■ Given request
Write out again the lines from the one containing "Where can the tree" through the one containing "<point>458,480</point>", requests included, adding -8 to each coordinate in the answer points but not to the coordinates in the requests or their format samples. Include only those lines.

Dataset records:
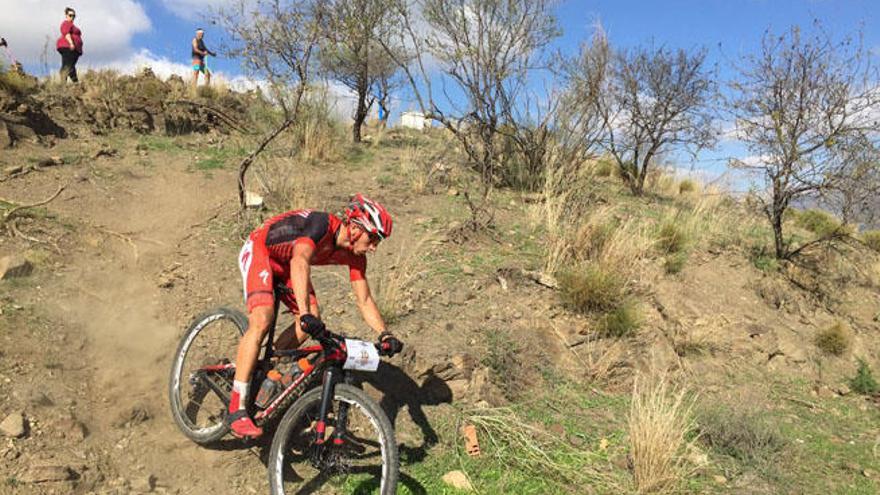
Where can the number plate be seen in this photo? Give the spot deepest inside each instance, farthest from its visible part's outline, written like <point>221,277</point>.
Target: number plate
<point>362,356</point>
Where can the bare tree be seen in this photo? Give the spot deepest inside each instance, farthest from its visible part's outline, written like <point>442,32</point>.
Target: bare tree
<point>654,100</point>
<point>275,40</point>
<point>808,109</point>
<point>484,49</point>
<point>352,54</point>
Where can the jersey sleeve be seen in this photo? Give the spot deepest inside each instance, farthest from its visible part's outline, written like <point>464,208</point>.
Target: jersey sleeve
<point>314,229</point>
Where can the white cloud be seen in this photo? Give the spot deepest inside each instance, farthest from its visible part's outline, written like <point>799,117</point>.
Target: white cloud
<point>107,27</point>
<point>193,9</point>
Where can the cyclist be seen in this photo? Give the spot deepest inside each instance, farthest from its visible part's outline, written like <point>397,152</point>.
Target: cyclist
<point>283,250</point>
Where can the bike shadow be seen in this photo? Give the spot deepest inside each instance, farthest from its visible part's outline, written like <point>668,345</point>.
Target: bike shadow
<point>400,391</point>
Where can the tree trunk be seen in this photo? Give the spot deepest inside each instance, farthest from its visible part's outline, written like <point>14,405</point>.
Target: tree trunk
<point>779,240</point>
<point>360,114</point>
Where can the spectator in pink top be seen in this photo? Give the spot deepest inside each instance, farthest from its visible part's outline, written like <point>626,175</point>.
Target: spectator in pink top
<point>69,45</point>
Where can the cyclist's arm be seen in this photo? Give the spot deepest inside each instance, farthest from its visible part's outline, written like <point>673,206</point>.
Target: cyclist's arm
<point>300,273</point>
<point>367,305</point>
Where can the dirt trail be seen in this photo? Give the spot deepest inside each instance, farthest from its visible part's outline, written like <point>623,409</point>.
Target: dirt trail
<point>112,295</point>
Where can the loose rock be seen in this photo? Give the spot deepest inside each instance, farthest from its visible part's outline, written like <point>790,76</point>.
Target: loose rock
<point>13,426</point>
<point>14,266</point>
<point>458,480</point>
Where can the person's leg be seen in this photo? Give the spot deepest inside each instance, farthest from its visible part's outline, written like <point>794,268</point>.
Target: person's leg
<point>65,64</point>
<point>74,59</point>
<point>257,276</point>
<point>197,67</point>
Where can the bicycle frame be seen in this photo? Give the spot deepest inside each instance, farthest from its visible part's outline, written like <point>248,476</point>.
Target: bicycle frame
<point>328,361</point>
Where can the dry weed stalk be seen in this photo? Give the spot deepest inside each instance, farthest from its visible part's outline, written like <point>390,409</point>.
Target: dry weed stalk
<point>412,162</point>
<point>284,181</point>
<point>392,287</point>
<point>515,442</point>
<point>660,418</point>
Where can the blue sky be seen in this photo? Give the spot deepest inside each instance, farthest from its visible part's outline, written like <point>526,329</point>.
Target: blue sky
<point>127,34</point>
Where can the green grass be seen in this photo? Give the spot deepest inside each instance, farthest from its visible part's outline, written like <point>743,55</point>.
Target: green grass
<point>159,143</point>
<point>385,180</point>
<point>219,158</point>
<point>560,453</point>
<point>765,262</point>
<point>358,157</point>
<point>671,236</point>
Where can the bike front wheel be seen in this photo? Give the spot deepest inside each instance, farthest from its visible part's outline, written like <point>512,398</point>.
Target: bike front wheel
<point>197,407</point>
<point>365,462</point>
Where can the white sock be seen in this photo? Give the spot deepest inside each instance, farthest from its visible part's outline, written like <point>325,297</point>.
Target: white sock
<point>241,388</point>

■ Answer to this problem
Where can the tree trunk be seen in this photo? Give the spot deepest inside each instance, farthest from its visible part's outline, written like <point>14,405</point>.
Target: tree trunk
<point>771,232</point>
<point>352,106</point>
Where can the spectator in pink top be seen in this photo? Give the spot deepest inside each instance, farthest from its visible part's outline, written like <point>626,175</point>.
Target: spectator in pink top
<point>61,37</point>
Where can the cyclist's arm be seen in this photo? Give the spot deepest inside each instance, farthest from its visible part's outline, written like <point>673,206</point>.
Target: cyclist's arm
<point>292,265</point>
<point>359,297</point>
Where can the dirt trail be seen in this photo? Give the spot deepest inside each instance, farthest from its visible part's outline, written like <point>623,409</point>.
Target: dirt trail
<point>104,287</point>
Where can the loose rock be seen in this photo? Give the spot deepest inside each instance, farthest from its visible part's outline, written like <point>790,76</point>.
Target: loose rock
<point>5,418</point>
<point>6,258</point>
<point>450,472</point>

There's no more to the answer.